Source passage:

.....

Given that my primary source of pageviews is no longer a Russian indexing bot, I thought I should dot some i's and cross some t's.
I realized I hadn't been completely rigorous in the fitting (and reporting of the fit parameters) in some of the previous posts. Specifically, the prescription that

$$
\kappa = \frac{\log MB(t)/C_0}{\log NGDP(t)/C_0}
$$
left out a normalization factor/units of measurement (effectively taken to be $C_0 = 1 \text{ G}\$$ in the previous results). There is an overall normalization to the CPI (and GDP deflator) that I mentioned before, as well as the reference constants $Q^s_{ref}$ (the reference constant $Q^d_{ref}$ can be subsumed into the CPI normalization). That means that there are effectively three degrees of freedom in the model.

.....

Extracted information:
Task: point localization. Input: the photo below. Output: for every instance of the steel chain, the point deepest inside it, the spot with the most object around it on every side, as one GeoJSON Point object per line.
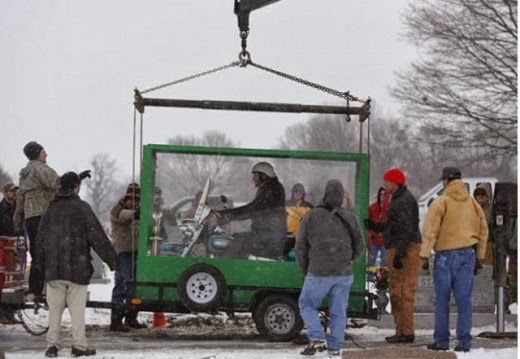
{"type": "Point", "coordinates": [244, 60]}
{"type": "Point", "coordinates": [345, 95]}
{"type": "Point", "coordinates": [201, 74]}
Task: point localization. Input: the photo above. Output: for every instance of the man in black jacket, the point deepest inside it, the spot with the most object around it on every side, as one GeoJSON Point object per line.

.....

Work instructions:
A) Answer these from the post about fitting the model:
(i) What does the writer say is no longer the main source of pageviews?
(ii) Besides the CPI, what is the overall normalization made to?
(iii) How many degrees of freedom does the model effectively have?
B) Does each statement agree with the post about fitting the model? Answer yes or no, and quote the words that decide it.
(i) The writer says the earlier fitting was fully rigorous.
(ii) The prescription for kappa left out a normalization factor.
(iii) The model effectively has three degrees of freedom.
C) Carry on the post about fitting the model from its last sentence.
The entries have no connection to the post about fitting the model.

The answers:
A)
(i) A Russian indexing bot.
(ii) The GDP deflator.
(iii) Three.

B)
(i) No: "I hadn't been completely rigorous in the fitting"
(ii) Yes: "left out a normalization factor/units of measurement"
(iii) Yes: "there are effectively three degrees of freedom in the model"

C)
$$
P = \frac{1}{\kappa} \left( \frac{Q^d_{ref}}{Q^s_{ref}} \right) \left( \frac{Q^s}{Q^s_{ref}} \right)^{1/\kappa - 1}
$$
The fit parameters with this form of the model are (using the FRED data sets for CPI less food, energy normalized to 1 instead of 100, the St. Louis Adjusted Monetary Base and the nominal GDP): $C_0 = 1.17 \text{ G}\$$, $Q^d_{ref} / Q^s_{ref} = 1.38$, and $Q^s_{ref} = 732.3 \text{ G}\$$. I show the graphs from the previous results using these parameters at the bottom of the post.

A couple of points about the naturalness of the fit:

- There is an overall unit reparameterization invariance. I can change the units from Dollars to Euros and I would get the same results as long as I changed the dimensionful constants from Dollars to Euros.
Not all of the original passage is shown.